PASSAGE TO READ
━━━━━━━━

There is a coming punchline in that following our divorce, my ex-wife hooked up with and married another Latino but not a 3rd generation American like me but a guy who had been here for just a few short years and who spoke only limited English (my ex-wife was fluent in Spanish and loved everything about the Latino culture). I can only think that they wish they had their Latino Light son-in-law back as opposed to the real deal of a Latino. lol

Anyway, I would never ask my wife to pretend to be something other than she is or alter her appearance. Fortunately, my new in laws, despite being from the same country, and in this country for even less time than my former in laws, totally accepted me from the beginning and my ethnicity has never been an issue. 

The only time there is trouble is when I make a joke about her people and sometimes she gets pissed off, especially if there is anyone else around (then the gloves come off and she goes for blood!). But, more and more, I try to be sensitive to this and she knows that I love her culture and I even took her back to her motherland earlier this year, a place she had never visited as her great grandparents? fled while it was being taken over by the USSR but now is, once again, an independent state.

━━━━━━━━

WHAT YOU NEED TO DO
List every distinct family-relation term in the forum post above, giving each term once even if it recurs.

━━━━━━━━

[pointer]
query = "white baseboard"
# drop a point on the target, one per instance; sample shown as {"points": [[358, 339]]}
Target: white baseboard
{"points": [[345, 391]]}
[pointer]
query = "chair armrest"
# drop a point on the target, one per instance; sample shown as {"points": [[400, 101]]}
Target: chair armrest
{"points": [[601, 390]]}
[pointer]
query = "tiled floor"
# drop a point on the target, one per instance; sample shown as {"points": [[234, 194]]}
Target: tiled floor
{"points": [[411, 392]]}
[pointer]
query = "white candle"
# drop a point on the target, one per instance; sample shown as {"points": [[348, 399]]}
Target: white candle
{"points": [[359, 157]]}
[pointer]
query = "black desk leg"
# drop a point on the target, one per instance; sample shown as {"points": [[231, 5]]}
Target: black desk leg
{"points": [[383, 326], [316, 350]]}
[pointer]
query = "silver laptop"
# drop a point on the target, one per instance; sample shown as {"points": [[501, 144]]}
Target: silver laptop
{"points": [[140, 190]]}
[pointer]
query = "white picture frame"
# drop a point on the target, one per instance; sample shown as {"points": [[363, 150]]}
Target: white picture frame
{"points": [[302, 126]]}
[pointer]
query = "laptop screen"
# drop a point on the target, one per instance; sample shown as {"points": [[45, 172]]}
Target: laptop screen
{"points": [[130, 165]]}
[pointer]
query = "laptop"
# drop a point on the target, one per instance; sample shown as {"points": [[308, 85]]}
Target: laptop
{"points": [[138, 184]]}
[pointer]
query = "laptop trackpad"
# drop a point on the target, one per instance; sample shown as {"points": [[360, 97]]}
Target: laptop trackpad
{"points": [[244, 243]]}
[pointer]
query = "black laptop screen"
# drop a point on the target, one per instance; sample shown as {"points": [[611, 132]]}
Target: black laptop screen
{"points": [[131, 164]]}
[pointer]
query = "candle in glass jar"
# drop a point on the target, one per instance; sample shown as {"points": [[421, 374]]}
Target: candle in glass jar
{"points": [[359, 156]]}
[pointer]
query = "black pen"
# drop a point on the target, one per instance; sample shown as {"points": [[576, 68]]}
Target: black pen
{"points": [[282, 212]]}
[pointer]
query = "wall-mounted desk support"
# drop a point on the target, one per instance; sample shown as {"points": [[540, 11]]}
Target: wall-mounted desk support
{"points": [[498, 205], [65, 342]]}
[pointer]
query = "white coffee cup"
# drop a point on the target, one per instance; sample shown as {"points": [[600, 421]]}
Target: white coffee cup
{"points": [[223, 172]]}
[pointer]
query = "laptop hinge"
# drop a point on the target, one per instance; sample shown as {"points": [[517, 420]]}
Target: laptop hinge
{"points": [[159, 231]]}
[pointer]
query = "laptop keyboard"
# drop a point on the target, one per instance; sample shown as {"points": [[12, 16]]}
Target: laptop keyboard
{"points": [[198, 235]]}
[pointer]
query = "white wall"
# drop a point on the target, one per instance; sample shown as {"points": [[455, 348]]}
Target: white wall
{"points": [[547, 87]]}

━━━━━━━━

THE OUTPUT
ex-wife, son-in-law, wife, in laws, great grandparents